=== Prompt 1 ===
Shorten the paragraph of the waiting-room passage that begins "When this waiting room eventually began to fill up" while keeping its main facts.
=== Prompt 2 ===
According to the waiting-room passage, what did the group eat to break their fast in the morning?
=== Prompt 3 ===
Continue the waiting-room passage from the point where it stops.

When this waiting room eventually began to fill up, we wondered how many more people would try to get in. As it was, I could never remember seeing so many men, women and children trying to secure rest in such a confined space. Setting aside any question of the smell, it was in some ways a blessing, because with the addition of the fire, we did manage to keep a semblance of warmth, which enabled us to snatch a fitful sleep.

Adolf Takes a Chance

T
he night seemed long and uncomfortable and when we all awoke for the last time and stretched our legs, we found the fire was out, and that the morning was extremely cold and misty A brief spell outside the waiting room soon brought us back in again for what warmth it provided; after the fresh air, the aroma inside was quite indescribable. In these circumstances and with as much appetite as we could muster, we broke our fast with the usual bread and margarine, it not being our turn for cheese.

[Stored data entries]

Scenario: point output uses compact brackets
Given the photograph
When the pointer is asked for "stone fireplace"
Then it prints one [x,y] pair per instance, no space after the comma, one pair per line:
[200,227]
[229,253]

=== Response 1 ===
As the waiting room filled with more men, women and children than the narrator had ever seen crowded into so small a space, the group wondered how many more would try to get in. Smell aside, the crowding helped: together with the fire, it kept the room warm enough for them to get some fitful sleep.

=== Response 2 ===
They ate the usual bread and margarine, since it was not their turn for cheese.

=== Response 3 ===
It was now Thursday 22 March and we realised that it was a full week since we had left our base, on the ill-fated expedition. We were still given to occasional reminiscing as to why it had been necessary for us to bale out and whether all the other boys had been comparatively fortunate in their experiences so far, as we had been. Jack, by this time, had reached the stage of being confident
that he had seen six other parachutes in the air besides his own, but as has been mentioned before, we were quite accustomed to applying a considerable discount to his figures.

At about 7 p.m., we left the waiting room and boarded a train that Karl said would take us two stations further down the line. It proved to be the same train as on the previous night, and we were pushed into the same draughty guard’s van, with the same boxes of ammunition to serve as seats. We reflected hopefully, that if all the ammunition intended for the defence of Berlin was proceeding on its way as rapidly as this lot, then the chances of the city making a long last stand, could not be considered too rosy.

We alighted at Plettenberg, the reason why we could proceed no further being at once obvious: the extreme devastation of the entire station and practically the whole of the nearby permanent way and rolling stock. Once again, anticipating trouble from the civilians, we clung close to Karl and Adolf as we made our way from the station and up into the centre of the town.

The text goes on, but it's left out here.